Data for review Start Marker
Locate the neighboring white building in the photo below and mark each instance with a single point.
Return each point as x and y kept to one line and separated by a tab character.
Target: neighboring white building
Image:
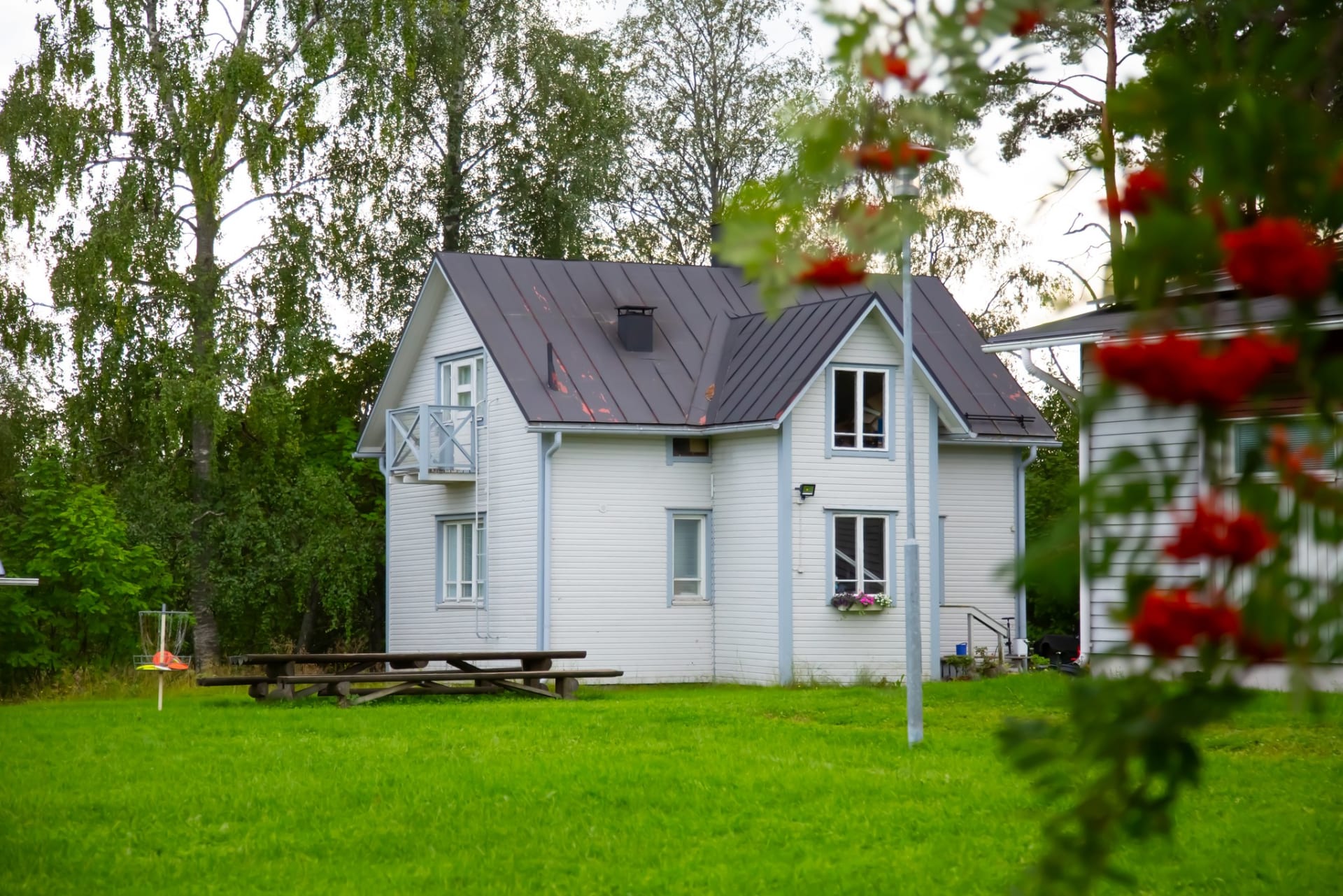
607	457
1167	437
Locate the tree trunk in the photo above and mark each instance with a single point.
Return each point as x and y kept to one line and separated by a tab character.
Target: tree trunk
1107	147
452	187
204	404
309	624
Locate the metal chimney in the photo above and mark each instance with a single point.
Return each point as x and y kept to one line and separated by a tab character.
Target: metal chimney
634	324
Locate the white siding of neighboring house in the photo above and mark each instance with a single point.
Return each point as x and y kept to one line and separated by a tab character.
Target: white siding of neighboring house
826	643
746	513
1134	423
508	495
609	569
976	496
1131	422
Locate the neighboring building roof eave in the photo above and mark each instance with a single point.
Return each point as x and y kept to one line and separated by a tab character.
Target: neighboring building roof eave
1223	319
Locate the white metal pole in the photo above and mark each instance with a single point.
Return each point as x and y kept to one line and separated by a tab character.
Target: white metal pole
163	639
914	606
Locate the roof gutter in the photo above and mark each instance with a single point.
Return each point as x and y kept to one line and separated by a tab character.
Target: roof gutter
989	441
1088	339
1071	394
653	429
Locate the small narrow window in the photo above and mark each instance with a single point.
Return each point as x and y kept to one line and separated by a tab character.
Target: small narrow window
689	446
688	557
860	410
860	555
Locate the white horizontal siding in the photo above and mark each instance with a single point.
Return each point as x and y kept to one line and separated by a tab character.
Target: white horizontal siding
609	535
746	512
976	496
827	643
506	487
1160	437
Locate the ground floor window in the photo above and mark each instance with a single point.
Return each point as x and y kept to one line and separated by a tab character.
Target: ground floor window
688	555
860	559
461	560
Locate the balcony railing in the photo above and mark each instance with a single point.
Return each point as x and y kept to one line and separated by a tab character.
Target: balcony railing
433	442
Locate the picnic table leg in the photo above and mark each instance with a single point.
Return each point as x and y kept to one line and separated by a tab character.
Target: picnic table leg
535	665
274	671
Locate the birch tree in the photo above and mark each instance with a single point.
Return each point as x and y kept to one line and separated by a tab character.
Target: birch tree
136	140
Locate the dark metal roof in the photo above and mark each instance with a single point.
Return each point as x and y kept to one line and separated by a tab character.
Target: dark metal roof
1116	320
716	357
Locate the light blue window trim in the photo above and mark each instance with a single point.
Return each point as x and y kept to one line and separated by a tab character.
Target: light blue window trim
672	460
783	547
478	387
887	453
481	555
705	516
890	547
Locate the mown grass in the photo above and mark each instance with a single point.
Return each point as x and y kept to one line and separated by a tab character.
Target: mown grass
633	790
Data for review End Marker
What the task asks:
A verbatim copy of the records is needed, with all images omitted.

Exercise answer:
Locate the neighboring white building in the photo below and mark each instance with a single point.
Return each point as x and y kept to one line and separated by a tab character.
Target: neighboring white building
Image:
607	457
1167	437
Locate the tree trunk in the photo above and mark each instance with a single point.
Return each point as x and y kept to one line and separated by a tab character.
Target: tree trunk
1107	147
452	187
204	404
309	624
Locate the metal chimney in the photo above and mark each instance with a single point.
Return each point as x and y kept to one line and separated by a tab character.
Target: metal chimney
634	324
Locate the white siding of neighboring house in the photo above and mark each instance with a single point.
Return each point as x and y kept to one line and separated by a tab character.
Target: white siding of neighboring house
826	643
746	513
1134	423
508	495
609	569
976	496
1131	422
Locate the neighboring building roof eave in the photo above and mark each instance with a single point.
Return each point as x and y kept to one line and separated by a tab character.
Target: neighboring building roof eave
1223	319
Locate the white metal pole in the photo above and mark each instance with a single point.
Return each point as x and y kept to one line and separated by a tab character.
Target: white metal pole
163	639
914	606
Locate the roof gutter in the photo above and mark each instance with a single point.
Return each point as x and y kept to one line and separated by a tab character.
Target: roof gutter
989	441
1088	339
1071	394
653	429
Locate the small narrow window in the photo above and mark each instance with a single point.
Return each point as x and y kept to one line and separated by a tab character.
Target: small narrow window
689	446
688	557
860	410
860	555
Locate the white horizontal siding in the photo above and mark each instance with a single point.
Return each point as x and y kept to one line and separated by a tab character.
Target: white horizontal siding
609	535
746	512
976	496
827	643
506	487
1160	437
Locate the ground floor window in the photo above and mark each instance with a single point.
Return each point as x and y kept to one line and separated by a tab character.
Target: ground floor window
688	555
860	559
461	560
Locate the balcony railing in the photo above and mark each instance with a single point.
Return each point as x and y kept to one line and separated by a tab character.
Target: balcony railing
433	442
Locate the picnic table leg in the photo above and mark each instance with a single point.
Return each point as x and y kept to one line and separated by a tab character.
Target: picnic table leg
535	665
274	671
Locate the birch tree in the photo above and mark each instance with a single point.
Return each point as x and y kept to one line and separated by a tab character.
Target: birch tree
136	140
Locate the dark metal roof in the photo above and mark each instance with a single point.
Return each point as x and y kept to one line and separated by a tab character.
Target: dark metal roof
1116	320
716	357
Locate the light blue window trim in the photo above and mark each instance with a single point.
Return each point as x and y kept to one line and separated by a tab character.
Target: light blue window trim
672	460
783	547
478	387
887	453
481	555
705	516
890	547
Locate the mown grass in the photo above and mark each instance with a single point.
Return each point as x and y kept to one line and separated by a tab character.
Target: mown grass
633	790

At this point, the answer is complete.